▶ WORK TASK
Without any of the pictures, transcribe all the lines below exactly.

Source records

**********

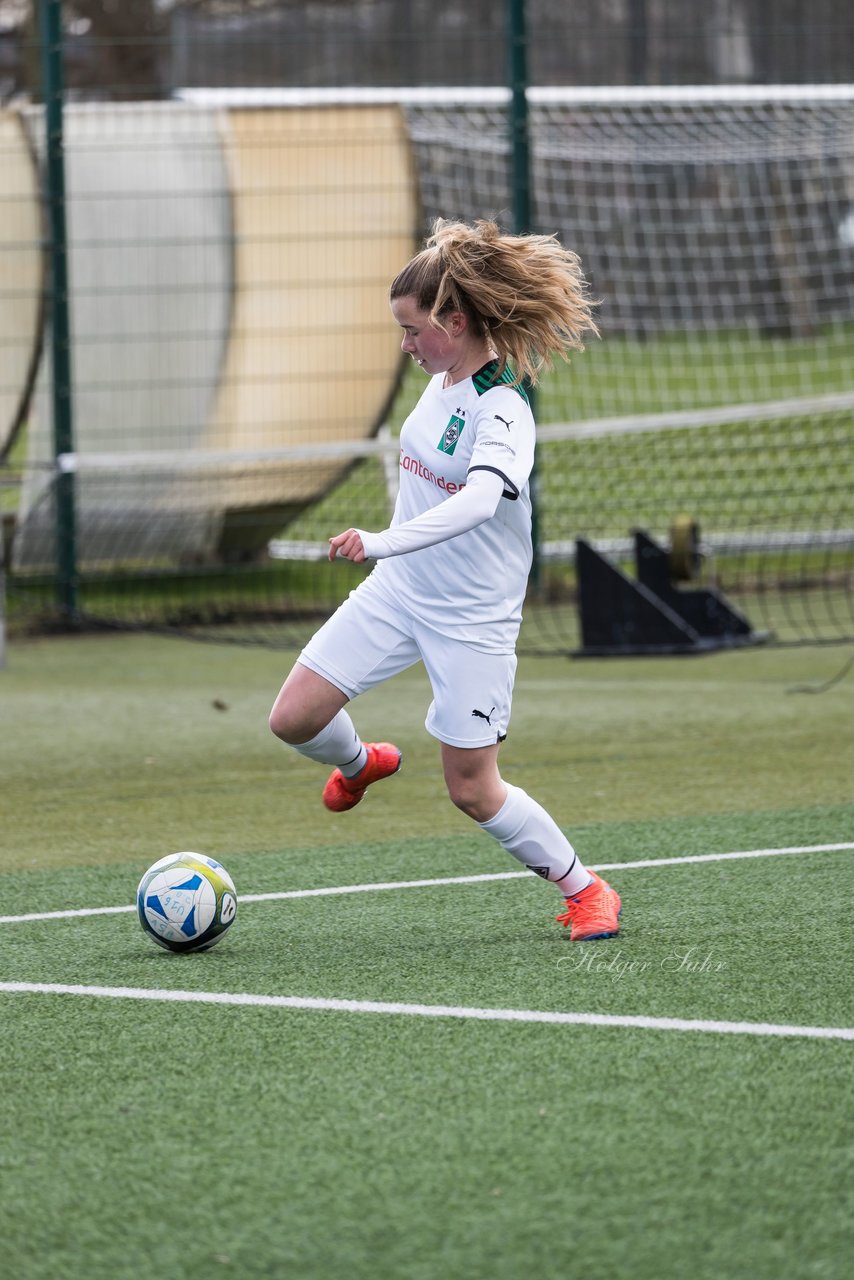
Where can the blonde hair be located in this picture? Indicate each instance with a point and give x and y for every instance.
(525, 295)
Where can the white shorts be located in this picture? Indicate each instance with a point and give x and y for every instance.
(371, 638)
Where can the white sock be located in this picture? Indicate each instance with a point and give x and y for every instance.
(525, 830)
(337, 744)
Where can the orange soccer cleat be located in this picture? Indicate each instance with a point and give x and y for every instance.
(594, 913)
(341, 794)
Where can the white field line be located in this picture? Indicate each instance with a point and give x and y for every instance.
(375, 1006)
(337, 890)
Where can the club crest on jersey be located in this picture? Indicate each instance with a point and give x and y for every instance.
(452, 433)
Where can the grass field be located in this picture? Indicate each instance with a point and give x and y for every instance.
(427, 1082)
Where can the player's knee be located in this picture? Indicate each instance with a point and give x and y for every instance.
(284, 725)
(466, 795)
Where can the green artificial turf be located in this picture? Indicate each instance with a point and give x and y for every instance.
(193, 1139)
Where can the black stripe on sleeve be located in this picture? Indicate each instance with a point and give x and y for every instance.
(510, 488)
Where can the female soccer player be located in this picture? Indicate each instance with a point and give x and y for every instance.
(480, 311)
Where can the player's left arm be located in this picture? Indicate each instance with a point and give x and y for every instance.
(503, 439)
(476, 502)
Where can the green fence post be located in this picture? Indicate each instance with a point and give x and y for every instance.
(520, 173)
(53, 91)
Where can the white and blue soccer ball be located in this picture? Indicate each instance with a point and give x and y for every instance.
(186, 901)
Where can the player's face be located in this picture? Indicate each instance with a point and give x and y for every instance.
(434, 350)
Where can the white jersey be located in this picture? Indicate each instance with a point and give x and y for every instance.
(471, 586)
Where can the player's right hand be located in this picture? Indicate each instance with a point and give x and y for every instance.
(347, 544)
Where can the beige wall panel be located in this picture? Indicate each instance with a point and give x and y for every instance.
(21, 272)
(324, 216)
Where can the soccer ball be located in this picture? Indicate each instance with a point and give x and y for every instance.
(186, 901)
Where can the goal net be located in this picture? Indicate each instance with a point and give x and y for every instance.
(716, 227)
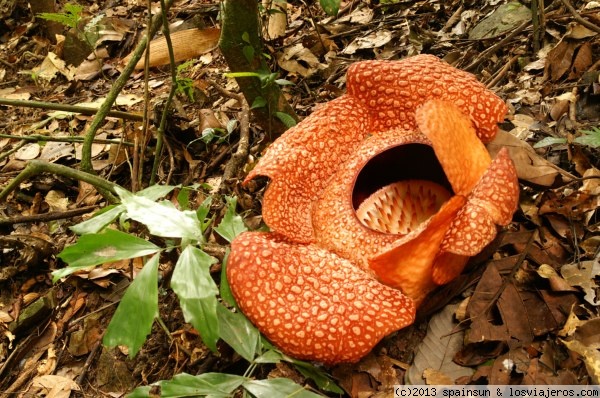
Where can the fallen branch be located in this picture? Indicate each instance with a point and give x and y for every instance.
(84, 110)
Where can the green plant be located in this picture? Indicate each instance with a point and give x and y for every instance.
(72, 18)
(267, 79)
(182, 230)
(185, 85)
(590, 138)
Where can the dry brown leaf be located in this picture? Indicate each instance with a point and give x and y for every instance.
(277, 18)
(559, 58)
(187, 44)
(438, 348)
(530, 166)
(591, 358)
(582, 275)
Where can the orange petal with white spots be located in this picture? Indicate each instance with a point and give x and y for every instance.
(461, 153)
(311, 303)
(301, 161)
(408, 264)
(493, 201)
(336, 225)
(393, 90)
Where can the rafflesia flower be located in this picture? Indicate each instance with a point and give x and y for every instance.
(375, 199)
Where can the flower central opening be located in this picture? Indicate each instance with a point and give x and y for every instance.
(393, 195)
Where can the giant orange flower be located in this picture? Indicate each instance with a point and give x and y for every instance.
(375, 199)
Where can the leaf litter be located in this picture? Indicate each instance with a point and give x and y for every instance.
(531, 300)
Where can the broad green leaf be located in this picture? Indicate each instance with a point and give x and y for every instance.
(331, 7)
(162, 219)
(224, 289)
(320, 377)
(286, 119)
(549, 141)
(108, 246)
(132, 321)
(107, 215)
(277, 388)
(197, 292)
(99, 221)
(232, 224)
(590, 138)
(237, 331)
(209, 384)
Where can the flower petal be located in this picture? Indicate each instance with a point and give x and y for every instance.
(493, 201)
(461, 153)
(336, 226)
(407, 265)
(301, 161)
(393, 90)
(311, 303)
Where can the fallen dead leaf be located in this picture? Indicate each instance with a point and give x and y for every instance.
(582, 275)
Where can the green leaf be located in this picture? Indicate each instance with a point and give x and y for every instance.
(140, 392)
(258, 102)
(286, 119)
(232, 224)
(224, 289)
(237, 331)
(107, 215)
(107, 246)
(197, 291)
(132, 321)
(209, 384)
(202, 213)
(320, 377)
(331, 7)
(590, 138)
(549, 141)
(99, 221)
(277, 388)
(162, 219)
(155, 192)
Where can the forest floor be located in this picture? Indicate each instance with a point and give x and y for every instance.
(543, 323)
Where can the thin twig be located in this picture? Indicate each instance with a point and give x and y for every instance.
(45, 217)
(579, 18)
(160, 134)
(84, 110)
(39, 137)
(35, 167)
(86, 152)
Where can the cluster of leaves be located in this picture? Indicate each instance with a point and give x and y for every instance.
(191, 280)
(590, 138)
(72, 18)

**********

▶ RESULT BELOW
Where can the blonde hair be located in this picture? Indicate each instance with a point and give x and y for every instance.
(525, 295)
Where can the white shorts be located in this picture? Indicate each instance with a point and give x and y for every instance.
(371, 638)
Where can the white sock be located in this picture? Indicate each instance with a point and give x and y for every instance.
(525, 830)
(337, 744)
Where can the orange soccer cleat be located in this picture? Indicate each instance with a point and give x and y for every instance.
(594, 913)
(341, 794)
Where can the white field line be located in this picture? Indicate each instance with a point and give x and y for every instance.
(375, 1006)
(337, 890)
Where can the club crest on jersey be located in this picture? Indicate each instance with a point and give x and y for every instance.
(452, 433)
Where can the grass field be located in this picture? Indicate each instance with a point and give x and y for every instance.
(427, 1082)
Where can the player's knee be located in this picture? Indicate each instance with a point and give x and y for every instance.
(284, 725)
(466, 795)
Where can the green artificial turf be located in this picture? Indicate each instance with a point and give x and y for every instance.
(193, 1139)
Where can the black stripe on sleeve be located in this picture? Indicate each instance with a point and give x and y for every instance.
(510, 488)
Where can the female soccer player be located in this picture? Indicate each instance with a point and give x and y for every instance.
(480, 311)
Where can the player's left arm be located in this picture? Indicate each instance with a point and give x and y for every instance.
(503, 439)
(476, 502)
Where can the green fence post be located in this picture? Indicate each instance with a point and give x and y for every instance.
(520, 173)
(53, 91)
Where can the white and blue soccer ball be located in this picture? Indicate each instance with a point and give x and y for every instance.
(186, 901)
Where can the player's face be located in this picture? Indicate each instance with a point and give x and y for every instance.
(434, 350)
Where can the white jersey be located in this picture? Indicate each instance with a point and give x and y for every instance.
(471, 586)
Where can the player's right hand be located in this picture? Indicate each instance with a point and give x and y for every instance.
(347, 544)
Where can the beige wall panel be located in this picture? Indicate each instance with a point and give x and y for every instance.
(21, 272)
(324, 216)
Where can the soccer ball be located in this picture? Indicate each instance with a point and give x and y for every instance.
(186, 901)
Where can the goal net be located in this picture? Indicate each instance with a point and give x and y for every instance.
(716, 227)
Where can the fallen branch be located in this picture? Indicate each instance with a point and give x and y for every instance.
(84, 110)
Where can the green plant be located in this picture? Indicate each instance with a point and give x and y for every instance.
(72, 18)
(267, 79)
(182, 230)
(185, 85)
(590, 138)
Where can the dry brown leaf be located in this picture? Indicate each instance with a point and give x and y for every instance.
(277, 18)
(559, 58)
(187, 44)
(438, 348)
(530, 166)
(591, 358)
(582, 275)
Where can the orange petal with white spots be located in this picture? Indicate each instance with a point and give x and y for every instance.
(461, 153)
(311, 303)
(301, 161)
(408, 264)
(493, 201)
(336, 225)
(393, 90)
Where can the rafflesia flower be located in this picture? Indicate each instance with a point and give x and y for every instance.
(375, 199)
Where can the flower central opening be located in this picture? Indicate each instance with a point and give x and y for every instance.
(393, 195)
Where can the giant orange flower be located in this picture? Indicate each instance with a point and give x and y for every instance.
(375, 199)
Where can the leaf litter be located in this picture? Indicate each instance with a point and give x and y for every instance.
(531, 300)
Where can the broad green leaf be located in this picture? Indicate each instance with a point and give x and y for every instance.
(331, 7)
(162, 219)
(224, 289)
(320, 377)
(286, 119)
(549, 141)
(108, 246)
(132, 321)
(107, 215)
(277, 388)
(197, 292)
(99, 221)
(232, 224)
(590, 138)
(237, 331)
(209, 384)
Where can the flower petal be located in this picture? Indicate each instance with a point and give x and y for every instance.
(493, 201)
(461, 153)
(336, 226)
(407, 265)
(301, 161)
(393, 90)
(311, 303)
Where can the fallen dead leaf be located in this picture? Indicate each instance with a point and give x and y for every instance.
(582, 275)
Where can the green leaf be located in this picture? Indicate each instance with a point and give x and y for every instance.
(140, 392)
(258, 102)
(286, 119)
(232, 224)
(224, 289)
(237, 331)
(107, 215)
(107, 246)
(197, 291)
(132, 321)
(209, 384)
(202, 213)
(320, 377)
(331, 7)
(590, 138)
(549, 141)
(99, 221)
(277, 388)
(162, 219)
(155, 192)
Where can the forest floor be located in this picture? Indicate each instance with a point and give x and y for every instance.
(543, 323)
Where can the thin twig be located in this picture? Indicate each instance with a point and give x and y for every instance.
(45, 217)
(579, 18)
(160, 134)
(84, 110)
(39, 137)
(35, 167)
(86, 152)
Where can the cluster of leaves be located in this picture? Indicate each instance with a point and give x and y for every instance.
(191, 280)
(590, 138)
(72, 18)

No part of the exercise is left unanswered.